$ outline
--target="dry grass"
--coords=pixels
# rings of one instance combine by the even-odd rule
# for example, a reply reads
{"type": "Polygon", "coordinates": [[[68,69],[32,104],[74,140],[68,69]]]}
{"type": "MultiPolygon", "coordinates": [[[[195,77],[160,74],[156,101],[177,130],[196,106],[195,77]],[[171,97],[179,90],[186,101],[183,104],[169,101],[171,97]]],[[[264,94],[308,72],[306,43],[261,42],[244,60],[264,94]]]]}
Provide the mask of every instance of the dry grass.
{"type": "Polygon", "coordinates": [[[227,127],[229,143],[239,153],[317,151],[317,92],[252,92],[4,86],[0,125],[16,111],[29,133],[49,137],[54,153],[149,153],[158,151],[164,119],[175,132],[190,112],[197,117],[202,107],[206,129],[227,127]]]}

_EXERCISE GOAL_
Copy all of the data above line for line, keeping every character unchanged.

_EXERCISE RESPONSE_
$ outline
--target="dry grass"
--coords=pixels
# rings of one instance combine by the even-odd rule
# for example, a reply reads
{"type": "Polygon", "coordinates": [[[68,69],[32,104],[74,140],[68,69]]]}
{"type": "MultiPolygon", "coordinates": [[[[195,77],[160,74],[156,101],[177,130],[196,106],[195,77]],[[171,97],[179,90],[186,101],[183,104],[169,101],[171,97]]],[[[264,94],[308,72],[306,43],[261,42],[244,60],[264,94]]]]}
Provide the mask of every instance of the dry grass.
{"type": "Polygon", "coordinates": [[[227,127],[229,143],[239,153],[317,151],[317,92],[252,92],[4,86],[0,125],[16,111],[29,133],[49,137],[54,153],[149,153],[158,151],[164,119],[175,132],[190,112],[197,117],[202,107],[206,129],[227,127]]]}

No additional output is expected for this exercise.